(Reading text):
......

1. Requirements Clarification

Notification systems vary significantly based on use case. Drive this conversation with your interviewer to establish boundaries.

Functional Requirements

  • Support three channels: push notifications (iOS/Android), SMS, and email
  • Trigger notifications from internal services (order placed, OTP request) and scheduled campaigns (marketing blasts)
  • User preference management — opt-out per channel, per notification type, DND hours
  • Delivery tracking — sent, delivered, read receipts where available
  • Template management — dynamic content injection into reusable templates
  • Retry on failure with dead-letter handling

Non-Functional Requirements

  • Scale: 10 million notifications per day; marketing blasts to 50M users
  • Latency: Critical notifications (OTP) delivered in <5 seconds end-to-end
  • Reliability: At-least-once delivery for critical types; best-effort for marketing
  • Throughput: ~115 notifications/second baseline, bursts to 500K/second during blasts

2. High-Level Architecture

  Triggering Services (Order, Auth, Marketing)
              │
              ▼
    ┌─────────────────────┐
    │  Notification Service│  ← validates, enriches, deduplicates
    │  (API + Fan-out)     │
    └──────────┬──────────┘
               │
    ┌──────────▼──────────────────────────────┐
    │           Message Queue (Kafka)          │
    │  topics: notif.critical  notif.normal    │
    │           notif.low  notif.email         │
    └──────┬──────────┬──────────┬────────────┘
           │          │          │
    ┌──────▼──┐ ┌─────▼───┐ ┌───▼────────┐
    │  Push   │ │   SMS   │ │   Email    │
    │ Workers │ │ Workers │ │  Workers   │
    │FCM/APNs │ │ Twilio  │ │ SendGrid   │
    └──────┬──┘ └─────┬───┘ └───┬────────┘
           └──────────┴─────────┘
                      │
               ┌──────▼──────┐
               │ Delivery Log │  (delivery_logs table + Redis)
               └─────────────┘

3. Notification Channels Deep Dive

Each channel has different providers, failure modes, and latency characteristics.

ChannelProviderDelivery LatencyCostLimitations
Push (Android)FCM (Firebase Cloud Messaging)1–3 secondsFreeDevice must have app installed + internet
Push (iOS)APNs (Apple Push Notification service)1–3 secondsFreeRequires Apple developer cert; strict payload size (4KB)
SMSTwilio, AWS SNS, Vonage2–10 seconds$0.0079/msg (Twilio US)Character limits; spam filters; regulatory compliance (TCPA)
EmailSendGrid, AWS SES, Mailgun1–60 seconds$0.0001/email (SES)Spam filters; unsubscribe compliance (CAN-SPAM)

Push Notification Flow (FCM)

......

(Recorded data):

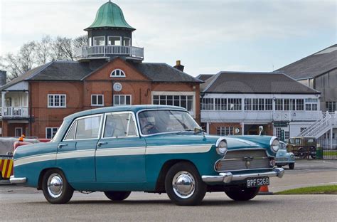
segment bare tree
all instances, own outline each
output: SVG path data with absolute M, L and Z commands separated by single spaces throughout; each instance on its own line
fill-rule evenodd
M 50 61 L 75 60 L 75 48 L 87 46 L 87 43 L 85 35 L 74 39 L 46 36 L 40 41 L 23 44 L 16 54 L 9 53 L 0 57 L 0 68 L 7 71 L 9 80 L 13 80 L 33 67 Z
M 51 47 L 53 40 L 50 36 L 42 37 L 40 42 L 36 43 L 36 55 L 38 65 L 46 64 L 51 60 Z
M 9 80 L 13 80 L 32 68 L 35 65 L 35 42 L 31 41 L 21 46 L 17 56 L 9 53 L 1 58 L 0 65 L 9 73 Z

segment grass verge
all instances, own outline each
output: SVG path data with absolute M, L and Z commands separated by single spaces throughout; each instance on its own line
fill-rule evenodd
M 337 185 L 296 188 L 276 192 L 274 194 L 337 194 Z

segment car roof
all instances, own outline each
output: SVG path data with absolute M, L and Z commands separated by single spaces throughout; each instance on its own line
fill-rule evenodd
M 65 117 L 65 120 L 74 119 L 82 116 L 100 114 L 105 112 L 123 112 L 123 111 L 132 111 L 134 113 L 142 110 L 176 110 L 186 111 L 186 109 L 172 106 L 172 105 L 125 105 L 125 106 L 114 106 L 114 107 L 106 107 L 98 109 L 92 109 L 85 111 L 81 111 L 75 112 L 74 114 L 70 115 Z

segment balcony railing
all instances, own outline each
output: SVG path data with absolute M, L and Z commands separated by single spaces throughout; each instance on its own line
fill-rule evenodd
M 140 60 L 144 59 L 144 48 L 125 46 L 96 46 L 76 48 L 78 58 L 124 56 Z
M 1 114 L 3 118 L 6 117 L 28 117 L 27 107 L 1 107 Z

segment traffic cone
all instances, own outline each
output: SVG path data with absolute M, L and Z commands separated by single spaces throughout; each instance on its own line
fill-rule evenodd
M 272 195 L 273 194 L 272 192 L 269 192 L 268 189 L 268 185 L 263 185 L 260 187 L 259 195 Z

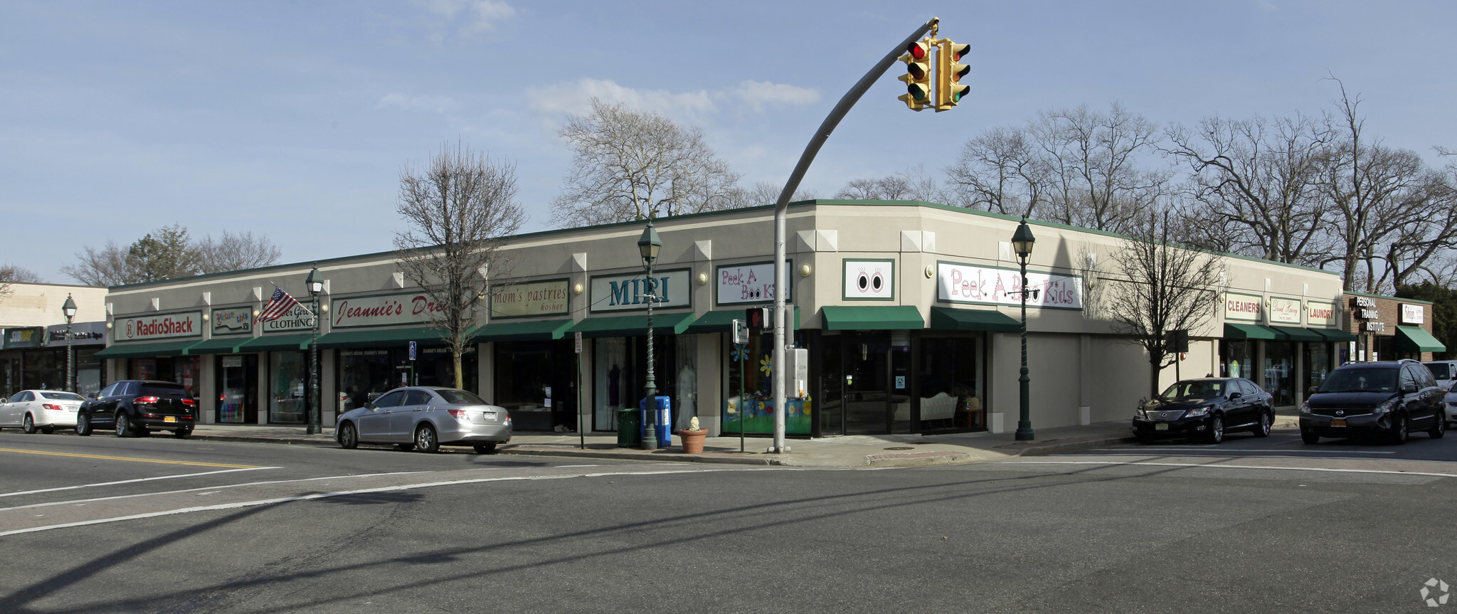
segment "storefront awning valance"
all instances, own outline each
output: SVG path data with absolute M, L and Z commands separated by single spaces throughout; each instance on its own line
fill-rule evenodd
M 319 340 L 322 341 L 323 337 L 319 337 Z M 313 341 L 313 335 L 312 334 L 262 335 L 262 337 L 249 338 L 248 341 L 239 343 L 237 344 L 237 351 L 307 350 L 310 341 Z
M 195 344 L 195 338 L 186 341 L 160 341 L 160 343 L 117 343 L 108 346 L 92 356 L 98 359 L 141 359 L 153 356 L 182 356 L 189 346 Z
M 931 308 L 931 327 L 938 331 L 1021 333 L 1021 322 L 994 309 Z
M 1396 327 L 1396 349 L 1403 351 L 1447 351 L 1447 346 L 1421 327 Z
M 915 305 L 823 306 L 826 331 L 902 331 L 925 328 Z M 1020 328 L 1018 328 L 1020 330 Z
M 561 338 L 568 328 L 570 319 L 526 319 L 491 322 L 475 330 L 475 341 L 545 341 Z
M 743 309 L 720 309 L 711 311 L 701 315 L 692 324 L 688 325 L 685 334 L 701 334 L 701 333 L 733 333 L 733 321 L 745 319 L 746 315 Z M 800 330 L 800 308 L 794 308 L 791 315 L 790 327 L 793 330 Z
M 653 314 L 653 334 L 682 334 L 694 324 L 694 314 Z M 647 314 L 587 318 L 568 328 L 583 337 L 638 337 L 647 334 Z
M 251 341 L 252 337 L 217 337 L 207 341 L 194 343 L 188 347 L 184 354 L 232 354 L 237 351 L 237 346 L 243 341 Z
M 1287 341 L 1311 341 L 1311 343 L 1326 341 L 1326 337 L 1310 328 L 1301 328 L 1301 327 L 1271 327 L 1271 328 L 1273 328 L 1275 333 L 1278 333 L 1281 338 Z
M 1224 322 L 1224 338 L 1281 338 L 1279 333 L 1275 333 L 1269 327 L 1262 327 L 1259 324 L 1231 324 Z
M 309 335 L 303 335 L 303 346 L 309 347 Z M 319 347 L 396 347 L 408 346 L 409 341 L 440 346 L 444 343 L 443 331 L 439 328 L 364 328 L 358 331 L 338 331 L 319 337 Z

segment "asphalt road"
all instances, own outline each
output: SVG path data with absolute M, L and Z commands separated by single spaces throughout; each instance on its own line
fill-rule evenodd
M 4 432 L 0 613 L 1441 611 L 1457 438 L 1301 446 L 794 470 Z

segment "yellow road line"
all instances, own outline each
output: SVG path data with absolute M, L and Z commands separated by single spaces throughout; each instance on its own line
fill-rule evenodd
M 259 465 L 227 465 L 221 462 L 192 462 L 192 461 L 163 461 L 157 458 L 131 458 L 131 456 L 101 456 L 95 454 L 71 454 L 71 452 L 41 452 L 35 449 L 13 449 L 0 448 L 0 452 L 16 452 L 16 454 L 44 454 L 47 456 L 71 456 L 71 458 L 98 458 L 102 461 L 134 461 L 134 462 L 160 462 L 163 465 L 195 465 L 195 467 L 232 467 L 239 470 L 251 470 Z

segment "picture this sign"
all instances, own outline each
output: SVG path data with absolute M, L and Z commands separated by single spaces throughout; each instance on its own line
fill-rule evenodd
M 947 303 L 1021 305 L 1021 271 L 937 263 L 935 299 Z M 1083 277 L 1027 271 L 1027 306 L 1083 309 Z
M 201 337 L 201 311 L 181 314 L 119 318 L 112 325 L 117 341 L 152 341 L 159 338 Z
M 567 314 L 570 296 L 567 280 L 497 286 L 491 292 L 491 319 Z
M 592 299 L 589 311 L 638 311 L 647 309 L 648 283 L 644 273 L 629 276 L 602 276 L 592 279 Z M 657 302 L 653 309 L 672 309 L 692 306 L 692 292 L 689 292 L 689 271 L 679 268 L 673 271 L 653 271 L 657 281 L 653 293 Z
M 334 328 L 383 327 L 392 324 L 425 324 L 430 314 L 443 311 L 418 292 L 380 296 L 353 296 L 329 302 L 329 325 Z

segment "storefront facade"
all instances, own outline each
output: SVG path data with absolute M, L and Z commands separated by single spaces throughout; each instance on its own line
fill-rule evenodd
M 756 331 L 739 347 L 731 322 L 774 302 L 774 245 L 765 239 L 774 235 L 772 209 L 654 223 L 663 239 L 654 296 L 637 252 L 640 223 L 511 238 L 513 283 L 487 299 L 474 351 L 462 360 L 465 386 L 507 407 L 519 430 L 615 430 L 618 413 L 641 403 L 651 302 L 653 376 L 675 427 L 698 417 L 714 433 L 768 433 L 777 411 L 772 335 Z M 1027 280 L 1039 290 L 1027 303 L 1033 424 L 1125 419 L 1147 395 L 1147 359 L 1099 311 L 1123 239 L 1029 223 L 1037 244 Z M 790 340 L 807 366 L 787 382 L 790 435 L 1008 430 L 1021 347 L 1016 226 L 924 203 L 793 206 L 785 299 Z M 1182 375 L 1233 369 L 1298 403 L 1301 385 L 1338 360 L 1340 319 L 1329 312 L 1342 302 L 1339 277 L 1249 258 L 1225 264 L 1236 305 L 1227 300 L 1190 333 Z M 407 287 L 392 254 L 316 265 L 326 280 L 318 322 L 322 398 L 332 400 L 322 408 L 326 426 L 404 382 L 453 385 L 450 356 L 427 327 L 428 300 Z M 103 356 L 114 357 L 109 375 L 168 368 L 186 378 L 195 369 L 204 421 L 302 421 L 315 322 L 309 312 L 290 314 L 283 330 L 264 331 L 251 318 L 272 281 L 307 305 L 310 267 L 112 287 L 112 330 L 130 325 L 147 338 L 117 334 Z M 197 322 L 181 324 L 186 318 Z M 154 366 L 133 366 L 137 359 Z M 1160 384 L 1173 378 L 1166 369 Z

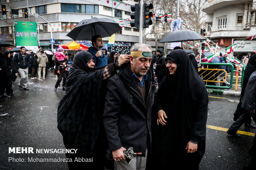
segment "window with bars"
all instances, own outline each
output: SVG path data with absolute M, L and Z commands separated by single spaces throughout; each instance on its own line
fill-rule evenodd
M 68 13 L 99 14 L 99 5 L 62 3 L 61 11 Z
M 225 28 L 227 27 L 227 16 L 218 19 L 218 29 Z

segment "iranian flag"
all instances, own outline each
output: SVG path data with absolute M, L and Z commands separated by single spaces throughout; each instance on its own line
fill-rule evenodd
M 254 35 L 251 36 L 251 37 L 249 37 L 249 40 L 251 40 L 252 39 L 254 39 L 254 37 L 255 37 L 256 36 L 256 34 L 255 34 Z
M 236 44 L 233 44 L 231 46 L 229 46 L 228 47 L 226 48 L 226 51 L 227 51 L 227 53 L 230 54 L 234 50 L 234 46 L 236 45 Z
M 215 54 L 214 54 L 206 57 L 207 58 L 207 60 L 208 61 L 208 63 L 210 63 L 211 61 L 213 60 L 213 57 L 214 57 L 215 55 Z

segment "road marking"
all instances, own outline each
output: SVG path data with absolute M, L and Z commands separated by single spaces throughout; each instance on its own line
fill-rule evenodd
M 220 130 L 220 131 L 223 131 L 224 132 L 227 132 L 228 130 L 228 129 L 227 128 L 220 128 L 220 127 L 215 126 L 214 126 L 206 125 L 206 126 L 208 128 L 209 128 L 210 129 L 217 130 Z M 254 136 L 254 135 L 255 135 L 255 133 L 251 133 L 251 132 L 244 132 L 244 131 L 241 131 L 241 130 L 237 130 L 237 133 L 238 133 L 238 134 L 242 134 L 242 135 L 247 135 L 248 136 Z
M 228 98 L 223 98 L 222 97 L 212 96 L 211 95 L 209 95 L 209 98 L 222 98 L 222 99 L 228 99 Z

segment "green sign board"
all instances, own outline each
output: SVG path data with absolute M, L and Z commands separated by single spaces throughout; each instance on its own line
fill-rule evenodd
M 16 47 L 24 46 L 30 50 L 38 50 L 36 23 L 15 21 Z

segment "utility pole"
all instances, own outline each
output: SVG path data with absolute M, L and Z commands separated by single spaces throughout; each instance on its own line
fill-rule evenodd
M 143 0 L 140 0 L 140 39 L 139 40 L 139 42 L 142 43 L 143 42 L 143 24 L 142 23 L 142 19 L 143 17 Z

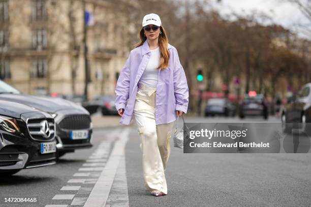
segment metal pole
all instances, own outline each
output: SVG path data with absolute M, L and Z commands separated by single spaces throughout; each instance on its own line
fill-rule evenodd
M 84 57 L 84 71 L 85 71 L 85 77 L 84 77 L 84 97 L 86 100 L 88 99 L 88 91 L 87 86 L 88 85 L 88 61 L 87 60 L 87 45 L 86 44 L 87 35 L 87 27 L 86 26 L 86 20 L 85 14 L 85 1 L 82 0 L 82 7 L 83 10 L 83 44 L 84 46 L 84 53 L 83 55 Z

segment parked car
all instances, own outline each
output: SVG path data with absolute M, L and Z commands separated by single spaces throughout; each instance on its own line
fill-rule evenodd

......

(Given request):
Answer these questions from the notification system text.
(a) Which three channels must the system support?
(b) What end-to-end delivery time is required for critical notifications such as OTP?
(c) Which provider is shown with the Email Workers in the architecture diagram?
The listing plays no part in this exercise.

(Result):
(a) Push notifications (iOS/Android), SMS, and email
(b) Less than 5 seconds
(c) SendGrid